## Excerpted records
= = = = =

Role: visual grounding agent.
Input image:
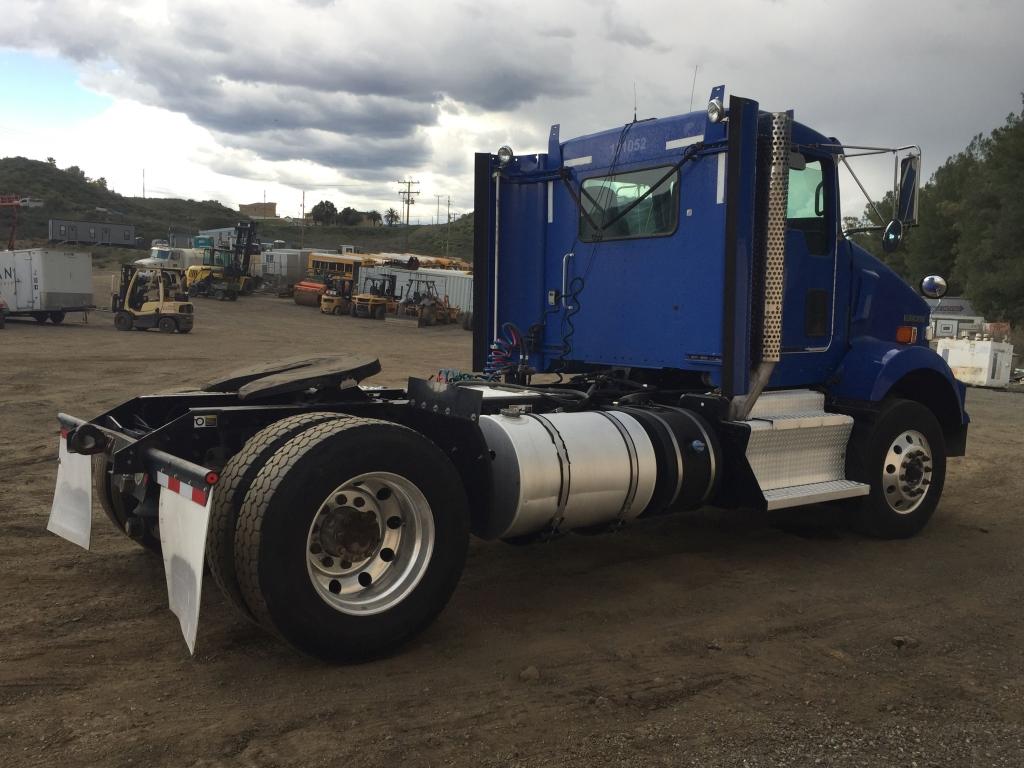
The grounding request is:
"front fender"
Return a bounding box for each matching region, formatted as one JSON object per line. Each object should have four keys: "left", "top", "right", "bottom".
{"left": 829, "top": 338, "right": 968, "bottom": 424}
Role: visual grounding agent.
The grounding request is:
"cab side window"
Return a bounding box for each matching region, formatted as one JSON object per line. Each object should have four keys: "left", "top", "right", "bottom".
{"left": 787, "top": 159, "right": 830, "bottom": 255}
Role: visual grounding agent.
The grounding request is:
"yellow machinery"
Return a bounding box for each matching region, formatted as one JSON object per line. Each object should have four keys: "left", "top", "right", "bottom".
{"left": 185, "top": 222, "right": 259, "bottom": 300}
{"left": 351, "top": 275, "right": 399, "bottom": 319}
{"left": 112, "top": 265, "right": 194, "bottom": 333}
{"left": 319, "top": 277, "right": 356, "bottom": 316}
{"left": 393, "top": 277, "right": 458, "bottom": 326}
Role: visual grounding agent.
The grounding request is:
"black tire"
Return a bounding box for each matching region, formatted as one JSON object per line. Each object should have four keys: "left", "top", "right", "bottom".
{"left": 158, "top": 316, "right": 177, "bottom": 333}
{"left": 34, "top": 313, "right": 48, "bottom": 324}
{"left": 374, "top": 304, "right": 386, "bottom": 320}
{"left": 234, "top": 418, "right": 470, "bottom": 662}
{"left": 0, "top": 314, "right": 6, "bottom": 330}
{"left": 206, "top": 412, "right": 345, "bottom": 621}
{"left": 333, "top": 305, "right": 344, "bottom": 316}
{"left": 49, "top": 311, "right": 66, "bottom": 324}
{"left": 845, "top": 398, "right": 947, "bottom": 539}
{"left": 214, "top": 289, "right": 225, "bottom": 301}
{"left": 114, "top": 312, "right": 134, "bottom": 331}
{"left": 350, "top": 304, "right": 358, "bottom": 316}
{"left": 178, "top": 326, "right": 192, "bottom": 334}
{"left": 92, "top": 457, "right": 162, "bottom": 553}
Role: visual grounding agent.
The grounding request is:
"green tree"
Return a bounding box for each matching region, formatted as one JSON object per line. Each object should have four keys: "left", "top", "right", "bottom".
{"left": 339, "top": 206, "right": 361, "bottom": 226}
{"left": 311, "top": 199, "right": 337, "bottom": 225}
{"left": 954, "top": 107, "right": 1024, "bottom": 324}
{"left": 367, "top": 210, "right": 383, "bottom": 227}
{"left": 46, "top": 157, "right": 56, "bottom": 166}
{"left": 384, "top": 207, "right": 401, "bottom": 226}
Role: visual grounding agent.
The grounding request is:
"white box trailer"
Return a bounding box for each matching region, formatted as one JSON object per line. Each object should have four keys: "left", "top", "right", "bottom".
{"left": 0, "top": 250, "right": 94, "bottom": 322}
{"left": 937, "top": 338, "right": 1014, "bottom": 388}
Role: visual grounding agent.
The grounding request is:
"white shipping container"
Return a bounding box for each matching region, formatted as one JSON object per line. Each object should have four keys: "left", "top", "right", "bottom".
{"left": 0, "top": 250, "right": 94, "bottom": 315}
{"left": 937, "top": 338, "right": 1014, "bottom": 388}
{"left": 360, "top": 266, "right": 473, "bottom": 313}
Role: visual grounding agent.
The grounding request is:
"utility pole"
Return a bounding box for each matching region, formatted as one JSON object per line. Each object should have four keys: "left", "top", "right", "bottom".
{"left": 396, "top": 179, "right": 419, "bottom": 251}
{"left": 445, "top": 196, "right": 452, "bottom": 258}
{"left": 300, "top": 190, "right": 306, "bottom": 249}
{"left": 142, "top": 169, "right": 146, "bottom": 199}
{"left": 435, "top": 194, "right": 443, "bottom": 227}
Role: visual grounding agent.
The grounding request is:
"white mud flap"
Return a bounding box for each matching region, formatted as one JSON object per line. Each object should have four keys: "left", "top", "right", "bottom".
{"left": 47, "top": 434, "right": 92, "bottom": 550}
{"left": 157, "top": 478, "right": 212, "bottom": 655}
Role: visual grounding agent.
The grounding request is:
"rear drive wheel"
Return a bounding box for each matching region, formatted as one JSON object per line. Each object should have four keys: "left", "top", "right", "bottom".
{"left": 34, "top": 313, "right": 48, "bottom": 324}
{"left": 92, "top": 457, "right": 162, "bottom": 553}
{"left": 374, "top": 304, "right": 386, "bottom": 320}
{"left": 350, "top": 304, "right": 358, "bottom": 316}
{"left": 207, "top": 412, "right": 345, "bottom": 621}
{"left": 845, "top": 399, "right": 947, "bottom": 539}
{"left": 49, "top": 311, "right": 66, "bottom": 324}
{"left": 114, "top": 312, "right": 134, "bottom": 331}
{"left": 158, "top": 316, "right": 177, "bottom": 333}
{"left": 234, "top": 417, "right": 470, "bottom": 662}
{"left": 333, "top": 305, "right": 344, "bottom": 316}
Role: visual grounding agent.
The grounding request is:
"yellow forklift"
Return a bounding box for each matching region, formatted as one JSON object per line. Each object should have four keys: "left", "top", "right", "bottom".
{"left": 112, "top": 265, "right": 194, "bottom": 333}
{"left": 351, "top": 274, "right": 399, "bottom": 319}
{"left": 186, "top": 221, "right": 260, "bottom": 300}
{"left": 319, "top": 274, "right": 357, "bottom": 316}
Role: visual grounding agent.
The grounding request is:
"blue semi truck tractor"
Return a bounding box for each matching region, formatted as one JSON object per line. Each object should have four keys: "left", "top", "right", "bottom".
{"left": 48, "top": 88, "right": 968, "bottom": 662}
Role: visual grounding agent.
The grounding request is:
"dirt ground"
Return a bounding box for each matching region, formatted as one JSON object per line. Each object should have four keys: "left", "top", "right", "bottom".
{"left": 1, "top": 274, "right": 1023, "bottom": 768}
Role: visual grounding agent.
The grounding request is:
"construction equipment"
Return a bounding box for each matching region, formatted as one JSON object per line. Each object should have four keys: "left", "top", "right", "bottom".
{"left": 320, "top": 278, "right": 356, "bottom": 316}
{"left": 351, "top": 275, "right": 399, "bottom": 319}
{"left": 391, "top": 276, "right": 456, "bottom": 326}
{"left": 110, "top": 265, "right": 194, "bottom": 333}
{"left": 1, "top": 194, "right": 21, "bottom": 250}
{"left": 48, "top": 87, "right": 969, "bottom": 664}
{"left": 185, "top": 222, "right": 260, "bottom": 299}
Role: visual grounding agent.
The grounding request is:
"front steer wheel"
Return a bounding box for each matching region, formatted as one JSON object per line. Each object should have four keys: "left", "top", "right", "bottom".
{"left": 844, "top": 399, "right": 947, "bottom": 539}
{"left": 233, "top": 417, "right": 470, "bottom": 662}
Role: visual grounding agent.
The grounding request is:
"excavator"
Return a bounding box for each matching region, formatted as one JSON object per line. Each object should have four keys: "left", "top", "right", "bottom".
{"left": 185, "top": 222, "right": 260, "bottom": 300}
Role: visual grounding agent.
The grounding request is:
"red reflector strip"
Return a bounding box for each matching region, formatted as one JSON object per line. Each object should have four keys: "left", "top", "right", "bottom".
{"left": 155, "top": 470, "right": 211, "bottom": 507}
{"left": 60, "top": 428, "right": 69, "bottom": 439}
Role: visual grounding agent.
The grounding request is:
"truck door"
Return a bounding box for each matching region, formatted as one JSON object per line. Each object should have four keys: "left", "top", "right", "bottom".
{"left": 781, "top": 155, "right": 837, "bottom": 354}
{"left": 14, "top": 251, "right": 38, "bottom": 309}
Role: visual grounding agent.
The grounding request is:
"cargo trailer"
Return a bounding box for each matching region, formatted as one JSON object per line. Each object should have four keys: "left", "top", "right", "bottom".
{"left": 0, "top": 249, "right": 94, "bottom": 323}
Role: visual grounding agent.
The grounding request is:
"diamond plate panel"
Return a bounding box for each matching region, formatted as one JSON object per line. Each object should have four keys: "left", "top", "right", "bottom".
{"left": 764, "top": 480, "right": 870, "bottom": 511}
{"left": 744, "top": 419, "right": 853, "bottom": 491}
{"left": 748, "top": 389, "right": 825, "bottom": 419}
{"left": 761, "top": 112, "right": 791, "bottom": 363}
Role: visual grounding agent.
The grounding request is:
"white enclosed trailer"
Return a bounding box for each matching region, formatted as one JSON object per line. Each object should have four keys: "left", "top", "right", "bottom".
{"left": 937, "top": 338, "right": 1014, "bottom": 388}
{"left": 0, "top": 250, "right": 94, "bottom": 322}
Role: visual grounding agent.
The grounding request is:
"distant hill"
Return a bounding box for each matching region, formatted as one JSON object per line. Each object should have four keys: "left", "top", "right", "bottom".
{"left": 0, "top": 156, "right": 474, "bottom": 262}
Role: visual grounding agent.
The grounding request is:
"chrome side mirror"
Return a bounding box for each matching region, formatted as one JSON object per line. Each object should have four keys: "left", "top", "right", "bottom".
{"left": 920, "top": 275, "right": 948, "bottom": 299}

= = = = =

## Your instructions
Look through the material and copy each line that has "white".

## Response
"white box trailer"
"white shipping container"
"white mud flap"
"white enclosed trailer"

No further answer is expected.